= EXCERPT PROVIDED =
....................
Anomaly Score (Isolation Forest)

Isolation Forest is trained on the full feature matrix of vessels with sanctions_distance ≥ 3 (assumed clean) to learn normal behavior. The resulting anomaly scores are calibrated to [0,1].

C3 · Causal Sanction-Response Model (DiD)

src/score/causal_sanction.py quantifies whether AIS gap frequency causally increases after sanction announcements for vessels connected (within 2 graph hops) to sanctioned entities. This is used to calibrate the graph_risk_score weight in the composite formula.

For each regime (OFAC Iran, OFAC Russia, UN DPRK) the model fits a Difference-in-Differences (DiD) regression:

outcome_{it} = β₀ + β₁·treated_i + β₂·post_t + β₃·(treated_i × post_t)
             + vessel_type FEs + route_corridor FEs + ε_{it}

where β₃ (ATT) is the sanction-attributable increase in AIS gaps per 30 days. OLS is estimated with HC3 heteroskedasticity-robust standard errors. Multiple announcement dates per regime are pooled via inverse-variance weighting.
....................
= STUDY QUESTIONS =
1 - Answer each from the vessel scoring excerpt:
(a) Which vessels form the training set for the Isolation Forest?
(b) Which sanction regimes does the Difference-in-Differences model cover?
(c) What kind of standard errors accompany the OLS estimation?
2 - According to the vessel scoring excerpt, why is the Isolation Forest trained only on vessels with sanctions_distance ≥ 3?
3 - Reproduce word for word the passage of the vessel scoring excerpt starting with "Anomaly Score (Isolation" and going on through "β₃·(treated_i × post_t)".
The entries have nothing to do with the vessel scoring excerpt.
....................
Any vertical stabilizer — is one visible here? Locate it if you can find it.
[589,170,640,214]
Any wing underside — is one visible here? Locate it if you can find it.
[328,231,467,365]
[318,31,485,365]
....................
= ANSWERS FOR EACH ITEM =
1 -
(a) Vessels with sanctions_distance ≥ 3.
(b) OFAC Iran, OFAC Russia and UN DPRK.
(c) HC3 heteroskedasticity-robust standard errors.

2 - Those vessels are assumed to be clean. Training on them lets the Isolation Forest learn what normal behavior looks like.

3 -
Anomaly Score (Isolation Forest)

Isolation Forest is trained on the full feature matrix of vessels with sanctions_distance ≥ 3 (assumed clean) to learn normal behavior. The resulting anomaly scores are calibrated to [0,1].

C3 · Causal Sanction-Response Model (DiD)

src/score/causal_sanction.py quantifies whether AIS gap frequency causally increases after sanction announcements for vessels connected (within 2 graph hops) to sanctioned entities. This is used to calibrate the graph_risk_score weight in the composite formula.

For each regime (OFAC Iran, OFAC Russia, UN DPRK) the model fits a Difference-in-Differences (DiD) regression:

outcome_{it} = β₀ + β₁·treated_i + β₂·post_t + β₃·(treated_i × post_t)